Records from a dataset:

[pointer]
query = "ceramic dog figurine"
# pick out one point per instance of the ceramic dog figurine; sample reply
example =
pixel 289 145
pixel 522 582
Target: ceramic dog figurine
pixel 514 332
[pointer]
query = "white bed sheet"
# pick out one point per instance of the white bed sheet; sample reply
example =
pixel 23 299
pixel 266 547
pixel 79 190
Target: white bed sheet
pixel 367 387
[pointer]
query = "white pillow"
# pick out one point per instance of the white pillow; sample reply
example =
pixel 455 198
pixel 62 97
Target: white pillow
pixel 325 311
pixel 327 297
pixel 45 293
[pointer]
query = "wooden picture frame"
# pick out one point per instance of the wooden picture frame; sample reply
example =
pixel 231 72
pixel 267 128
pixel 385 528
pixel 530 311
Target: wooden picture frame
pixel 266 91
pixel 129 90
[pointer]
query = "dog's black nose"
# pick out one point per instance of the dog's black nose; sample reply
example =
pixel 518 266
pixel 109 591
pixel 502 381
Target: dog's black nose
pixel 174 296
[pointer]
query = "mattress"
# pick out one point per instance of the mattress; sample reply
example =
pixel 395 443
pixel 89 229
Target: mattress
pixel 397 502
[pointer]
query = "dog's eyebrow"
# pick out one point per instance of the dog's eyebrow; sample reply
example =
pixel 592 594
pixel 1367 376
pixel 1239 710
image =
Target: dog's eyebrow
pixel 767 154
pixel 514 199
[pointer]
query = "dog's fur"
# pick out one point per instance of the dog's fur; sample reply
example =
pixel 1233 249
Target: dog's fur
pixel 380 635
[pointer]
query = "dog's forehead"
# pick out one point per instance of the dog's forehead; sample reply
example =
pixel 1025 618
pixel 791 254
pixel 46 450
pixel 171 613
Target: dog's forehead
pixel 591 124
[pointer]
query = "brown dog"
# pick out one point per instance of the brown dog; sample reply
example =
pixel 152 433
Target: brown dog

What you should do: Locate the line that contains "pixel 46 450", then please quote it and every line after it to the end of the entries above, exactly and with nothing else.

Exercise result:
pixel 46 450
pixel 171 613
Target: dog's forehead
pixel 591 124
[pointer]
query = "brown dog"
# pick out one point per instance of the brown dog; sample reply
example =
pixel 152 433
Target: brown dog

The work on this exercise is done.